Repeat the material exactly, leaving nothing out.

▶ **Saved data entries**
* Begin *

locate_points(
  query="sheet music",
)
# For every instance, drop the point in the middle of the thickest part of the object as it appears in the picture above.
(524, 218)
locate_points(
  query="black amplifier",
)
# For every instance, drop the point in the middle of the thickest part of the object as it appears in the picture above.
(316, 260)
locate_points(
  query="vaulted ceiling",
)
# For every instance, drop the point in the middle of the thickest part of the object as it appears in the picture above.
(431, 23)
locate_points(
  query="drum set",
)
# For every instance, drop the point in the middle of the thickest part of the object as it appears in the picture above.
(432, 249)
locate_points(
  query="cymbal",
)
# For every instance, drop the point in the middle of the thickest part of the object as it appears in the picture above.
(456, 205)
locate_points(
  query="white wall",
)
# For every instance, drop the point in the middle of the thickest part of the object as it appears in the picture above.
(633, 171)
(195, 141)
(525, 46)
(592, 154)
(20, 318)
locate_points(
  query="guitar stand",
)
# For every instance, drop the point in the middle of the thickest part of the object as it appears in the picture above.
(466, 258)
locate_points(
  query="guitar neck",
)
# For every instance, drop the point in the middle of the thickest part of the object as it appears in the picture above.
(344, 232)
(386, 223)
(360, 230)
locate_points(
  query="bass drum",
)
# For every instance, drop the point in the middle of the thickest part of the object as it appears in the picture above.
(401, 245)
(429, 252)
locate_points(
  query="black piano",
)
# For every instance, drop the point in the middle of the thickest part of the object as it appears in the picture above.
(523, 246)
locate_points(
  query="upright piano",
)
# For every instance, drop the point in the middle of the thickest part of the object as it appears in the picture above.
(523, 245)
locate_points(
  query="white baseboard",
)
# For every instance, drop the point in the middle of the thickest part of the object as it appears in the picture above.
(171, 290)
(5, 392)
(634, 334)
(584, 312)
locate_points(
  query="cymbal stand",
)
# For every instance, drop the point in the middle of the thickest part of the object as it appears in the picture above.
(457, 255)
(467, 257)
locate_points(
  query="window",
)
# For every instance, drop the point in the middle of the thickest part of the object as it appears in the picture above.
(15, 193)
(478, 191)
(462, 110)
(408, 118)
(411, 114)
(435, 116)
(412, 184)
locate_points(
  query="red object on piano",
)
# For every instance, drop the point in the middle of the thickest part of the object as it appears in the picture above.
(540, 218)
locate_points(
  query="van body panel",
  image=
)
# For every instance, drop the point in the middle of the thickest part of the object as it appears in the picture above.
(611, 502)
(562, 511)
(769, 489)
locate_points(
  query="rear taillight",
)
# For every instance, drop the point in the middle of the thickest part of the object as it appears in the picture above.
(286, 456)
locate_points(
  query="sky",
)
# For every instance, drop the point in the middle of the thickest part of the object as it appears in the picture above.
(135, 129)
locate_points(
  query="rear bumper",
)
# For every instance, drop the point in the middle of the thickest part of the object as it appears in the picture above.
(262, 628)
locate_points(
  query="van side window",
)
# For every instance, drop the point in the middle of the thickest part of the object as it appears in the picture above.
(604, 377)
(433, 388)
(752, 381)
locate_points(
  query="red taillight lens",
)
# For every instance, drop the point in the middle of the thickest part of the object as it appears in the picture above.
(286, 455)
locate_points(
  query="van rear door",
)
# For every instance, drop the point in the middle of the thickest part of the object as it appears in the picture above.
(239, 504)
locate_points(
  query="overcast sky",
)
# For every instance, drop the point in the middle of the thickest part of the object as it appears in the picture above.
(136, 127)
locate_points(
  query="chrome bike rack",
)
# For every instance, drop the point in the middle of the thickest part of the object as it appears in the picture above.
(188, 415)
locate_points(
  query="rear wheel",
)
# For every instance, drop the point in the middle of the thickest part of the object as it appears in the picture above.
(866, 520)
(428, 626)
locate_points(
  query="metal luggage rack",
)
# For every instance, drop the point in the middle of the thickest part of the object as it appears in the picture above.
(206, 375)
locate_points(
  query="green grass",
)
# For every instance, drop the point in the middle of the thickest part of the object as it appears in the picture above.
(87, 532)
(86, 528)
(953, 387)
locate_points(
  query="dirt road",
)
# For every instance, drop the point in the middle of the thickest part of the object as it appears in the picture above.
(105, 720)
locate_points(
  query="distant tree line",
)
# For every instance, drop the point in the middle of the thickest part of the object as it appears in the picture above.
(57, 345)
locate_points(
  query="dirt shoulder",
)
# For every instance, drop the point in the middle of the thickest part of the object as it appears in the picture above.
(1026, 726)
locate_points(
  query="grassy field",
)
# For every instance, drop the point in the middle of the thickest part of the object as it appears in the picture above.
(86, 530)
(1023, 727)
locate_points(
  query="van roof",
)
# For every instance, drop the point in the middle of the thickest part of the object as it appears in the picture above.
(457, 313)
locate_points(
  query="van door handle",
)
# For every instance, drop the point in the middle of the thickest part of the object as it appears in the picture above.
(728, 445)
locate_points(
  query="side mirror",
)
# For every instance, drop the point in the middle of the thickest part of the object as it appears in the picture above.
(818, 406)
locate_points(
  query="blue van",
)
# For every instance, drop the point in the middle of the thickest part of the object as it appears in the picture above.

* End *

▶ **Problem solution**
locate_points(
  query="sheet music",
)
# For every instance, drop the point in the middle of the thickest part of the object as it appears in the picture above.
(524, 218)
locate_points(
  query="black amplifier",
)
# For every instance, drop the point in the middle of the thickest part of the object as it appears in the picture above.
(316, 260)
locate_points(
  query="vaulted ceiling",
)
# For every instance, drop the point in the middle of the thickest part of the object as it appears in the picture above.
(431, 23)
locate_points(
  query="drum set",
)
# For every instance, drop the point in the middle of the thickest part of the object as it appears in the picture above.
(432, 249)
locate_points(
  query="cymbal",
)
# For every instance, drop the point in the middle of the thickest part of the object as it appears in the picture above.
(456, 205)
locate_points(
  query="white wall",
)
# For every instance, drop the point in the middle of the thickest part of the object as it appears in the picture above.
(633, 171)
(195, 141)
(525, 46)
(592, 154)
(20, 318)
locate_points(
  query="guitar stand",
)
# For every instance, drop the point in the middle of the thickest part of the object as it appears in the picture above.
(466, 258)
locate_points(
  query="guitar neck",
)
# For every instance, drop the point in the middle of the thickest part of the object as it appears in the picture above.
(344, 232)
(386, 223)
(360, 230)
locate_points(
  query="bass drum",
)
# For every instance, drop the point in the middle of the thickest part of the object as it appears in the picture above.
(401, 245)
(429, 252)
locate_points(
  query="black piano",
)
# For every instance, drop the point in the middle of the thickest part of the object as it appears in the picture above.
(523, 246)
locate_points(
  query="upright piano",
)
# For every instance, drop the point in the middle of the thickest part of the object as it appears in the picture above.
(523, 245)
locate_points(
  query="white baseboard",
)
# For every instance, drop the point in the middle of the thickest part of the object as it appears in the picture above.
(171, 290)
(5, 392)
(634, 334)
(584, 312)
locate_points(
  query="cymbal stand",
)
# For every instance, drop the point in the middle of the thickest part of the object as it appears in the picture above.
(457, 255)
(467, 257)
locate_points(
  query="window",
)
# For every instance, drop the point in the middle of the thickest part of the object as it appears in the picture above.
(15, 193)
(478, 191)
(462, 110)
(408, 118)
(411, 114)
(435, 116)
(412, 184)
locate_points(
  query="red object on piano",
)
# For every instance, drop the point in the middle of the thickest part of the object as it appears in the picture above.
(540, 218)
locate_points(
  query="van body panel",
  image=
)
# For every instance, drop the point in the middle of the thickest part of the object as it appears in the picture above.
(611, 502)
(562, 511)
(769, 489)
locate_points(
  query="rear taillight",
)
# For every instance, drop the point in the middle of the thickest part of the object as it appears in the picture above.
(286, 456)
locate_points(
  query="sky",
)
# For every instance, drop the point in the middle of the thickest part of the object as it appears in the picture above.
(135, 129)
locate_points(
  query="rear bumper",
)
# For every instance, drop the point in the middle of the thickest part of the object as it appears in the picture above.
(262, 628)
locate_points(
  query="van side window",
)
# For every instance, drop the point in the middle of the thickest part of the object as it appears in the picture above.
(604, 377)
(433, 388)
(752, 381)
locate_points(
  query="red taillight lens",
)
# For every instance, drop the point in the middle of the thickest part of the object as it appears in the picture above.
(286, 455)
locate_points(
  query="van rear door",
)
# For every instance, drop the point in the middle of the thickest part of the object as it appears in the picture above.
(239, 504)
locate_points(
  query="overcast sky",
)
# For every instance, drop the point in the middle of the thickest part of the object as it appears in the picture above.
(136, 127)
locate_points(
  query="chrome bike rack",
)
# For every instance, drop the point in the middle of the thickest part of the object as it appears in the picture above.
(188, 415)
locate_points(
  query="rear wheel",
)
# For every instance, drop the point in the middle of the thickest part of the object as it appears in the picture above.
(866, 520)
(428, 626)
locate_points(
  query="metal luggage rack",
)
# For every instance, drop the point in the middle of the thickest part of the object as it appears in the picture above.
(206, 375)
locate_points(
  query="green grass",
)
# For every instance, drop the point in the middle of the thickest part of the object as it appears in the picture above.
(87, 532)
(86, 528)
(953, 387)
locate_points(
  query="dirt road",
)
# For every instance, drop the point in the middle of the thickest part of the object as it appears in the picture above.
(105, 720)
locate_points(
  query="distant tree line",
)
# For every instance, drop the point in the middle of the thickest part of the object as it appears in the picture above.
(57, 345)
locate_points(
  query="dirt shoulder",
)
# For every instance, drop the point in the middle of the thickest part of the object as it appears in the picture above.
(1026, 726)
locate_points(
  query="grassy field",
)
# For every instance, drop the point in the middle of the thickest part of the object as it appears in the picture above.
(86, 530)
(1023, 727)
locate_points(
  query="van roof",
)
# For every instance, drop the point in the middle of the thickest part of the object as it appears in the picture above.
(457, 313)
locate_points(
  query="van door handle",
)
# For every instance, drop the point in the middle of the thickest part of the object as it appears in the picture above.
(728, 445)
locate_points(
  query="side mirror",
)
# For every instance, drop the point in the middle of the thickest part of the object as it appears in the picture above.
(818, 406)
locate_points(
  query="blue van",
)
# For every instance, drop the point in the middle of the thickest part of the object as it appears in the picture above.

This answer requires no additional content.